An anti-fluoridation group wants Hamilton City Council to ignore a referendum result and resist putting fluoride into the city's water supply again.
The council stopped fluoridating the water in July but decided to hold a referendum in conjunction with Saturday's local government election.
Hamilton residents voted overwhelmingly for the return of fluoride to the city's water supply in the non-binding poll. Of those who voted 23,000 were in favour and 10,000 against - a 70% vote in favour of fluoridation.
Mary Byrne of the Fluoride Action Network says the wishes of the 10,000 voters who do not want fluoride added to the water must be respected.
"To vote for fluoridation means taking away the right to informed consent to medical treatment, so how does that reconcile when that's one of our basic, fundamental rights."
She said the new council must recognise the referendum has strengthened the resolve and capacity of the anti-fluoridation movement and the battle against it will escalate.
A senior dentistry lecturer at Otago University, Jonathan Broadbent, says the resounding yes vote shows the city council is out of touch with the people it represents and it should honour the referendum result.

INFORMATION SUPPLIED ::
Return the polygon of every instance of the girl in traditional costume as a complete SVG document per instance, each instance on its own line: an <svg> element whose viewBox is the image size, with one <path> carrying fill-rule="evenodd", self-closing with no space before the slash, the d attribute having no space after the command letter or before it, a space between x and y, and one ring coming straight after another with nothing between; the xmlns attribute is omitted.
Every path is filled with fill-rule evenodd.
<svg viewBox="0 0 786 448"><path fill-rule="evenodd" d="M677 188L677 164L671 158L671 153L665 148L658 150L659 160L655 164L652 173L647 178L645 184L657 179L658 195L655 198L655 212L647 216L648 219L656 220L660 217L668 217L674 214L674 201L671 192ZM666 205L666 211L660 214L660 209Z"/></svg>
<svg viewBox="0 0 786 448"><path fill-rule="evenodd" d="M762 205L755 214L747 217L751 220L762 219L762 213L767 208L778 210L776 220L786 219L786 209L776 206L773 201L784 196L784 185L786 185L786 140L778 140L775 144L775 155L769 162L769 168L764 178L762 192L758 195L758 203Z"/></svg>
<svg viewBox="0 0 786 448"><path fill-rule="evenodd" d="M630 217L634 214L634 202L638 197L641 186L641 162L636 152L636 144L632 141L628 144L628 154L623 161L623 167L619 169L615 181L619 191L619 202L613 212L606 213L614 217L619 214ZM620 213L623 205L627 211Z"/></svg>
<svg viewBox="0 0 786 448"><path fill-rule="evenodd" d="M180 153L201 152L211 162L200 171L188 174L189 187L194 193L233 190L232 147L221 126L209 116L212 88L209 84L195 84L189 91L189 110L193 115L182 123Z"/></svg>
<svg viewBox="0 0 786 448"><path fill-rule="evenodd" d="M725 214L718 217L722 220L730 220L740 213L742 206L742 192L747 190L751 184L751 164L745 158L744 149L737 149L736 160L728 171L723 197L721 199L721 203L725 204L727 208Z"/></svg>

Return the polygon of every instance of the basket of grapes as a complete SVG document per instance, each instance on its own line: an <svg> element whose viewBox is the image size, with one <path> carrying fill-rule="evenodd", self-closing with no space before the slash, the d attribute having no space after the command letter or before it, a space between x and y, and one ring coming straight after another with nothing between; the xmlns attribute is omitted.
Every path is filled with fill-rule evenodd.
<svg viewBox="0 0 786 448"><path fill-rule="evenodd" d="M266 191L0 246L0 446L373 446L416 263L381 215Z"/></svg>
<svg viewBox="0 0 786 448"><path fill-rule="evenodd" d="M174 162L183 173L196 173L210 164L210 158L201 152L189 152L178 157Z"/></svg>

APPLY WHAT YOU READ ::
1/ Repeat everything in the fluoride article from "An anti-fluoridation group" down to "local government election.".
2/ Name every organization mentioned in the fluoride article.
3/ Shorten the paragraph of the fluoride article that begins "Hamilton residents voted overwhelmingly" into one sentence, keeping its main facts.

ANSWERS BELOW ::
1/
An anti-fluoridation group wants Hamilton City Council to ignore a referendum result and resist putting fluoride into the city's water supply again.
The council stopped fluoridating the water in July but decided to hold a referendum in conjunction with Saturday's local government election.

2/
Hamilton City Council
Fluoride Action Network
Otago University

3/ In the non-binding poll, Hamilton residents voted 23,000 to 10,000, or 70% in favor, to bring fluoride back to the city's water supply.